Task requirements: Reproduce exactly the final portion of the data: every line from the one containing "Phrase: electrical box" through the last line, inclusive.

○ ○ ○

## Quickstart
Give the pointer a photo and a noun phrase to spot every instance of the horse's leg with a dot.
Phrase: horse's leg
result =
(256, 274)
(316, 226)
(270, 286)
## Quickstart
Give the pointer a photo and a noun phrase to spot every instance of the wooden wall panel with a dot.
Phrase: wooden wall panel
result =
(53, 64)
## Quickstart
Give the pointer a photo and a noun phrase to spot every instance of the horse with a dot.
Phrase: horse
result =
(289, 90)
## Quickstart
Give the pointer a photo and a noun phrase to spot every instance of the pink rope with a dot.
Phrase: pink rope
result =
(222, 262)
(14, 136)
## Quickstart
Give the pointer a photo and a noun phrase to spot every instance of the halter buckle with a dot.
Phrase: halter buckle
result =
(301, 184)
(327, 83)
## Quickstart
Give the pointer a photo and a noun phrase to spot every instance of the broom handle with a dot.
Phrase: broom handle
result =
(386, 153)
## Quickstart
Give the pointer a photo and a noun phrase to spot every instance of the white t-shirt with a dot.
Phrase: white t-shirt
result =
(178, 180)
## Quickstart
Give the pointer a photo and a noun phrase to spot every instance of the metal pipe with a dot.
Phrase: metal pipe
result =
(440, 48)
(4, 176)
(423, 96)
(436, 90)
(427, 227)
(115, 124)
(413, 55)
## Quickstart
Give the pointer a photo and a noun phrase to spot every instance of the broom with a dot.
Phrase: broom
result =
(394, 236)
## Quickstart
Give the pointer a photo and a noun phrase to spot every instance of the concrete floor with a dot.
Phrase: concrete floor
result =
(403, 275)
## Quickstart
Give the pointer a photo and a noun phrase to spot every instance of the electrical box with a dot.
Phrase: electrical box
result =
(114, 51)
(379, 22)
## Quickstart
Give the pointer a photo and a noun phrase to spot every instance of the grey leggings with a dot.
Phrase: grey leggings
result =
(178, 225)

○ ○ ○

Response below:
Phrase: electrical box
result =
(114, 51)
(379, 22)
## Quickstart
Give the pointer a photo and a noun phrase to spot every instance of the grey leggings with a dot.
Phrase: grey leggings
result =
(178, 225)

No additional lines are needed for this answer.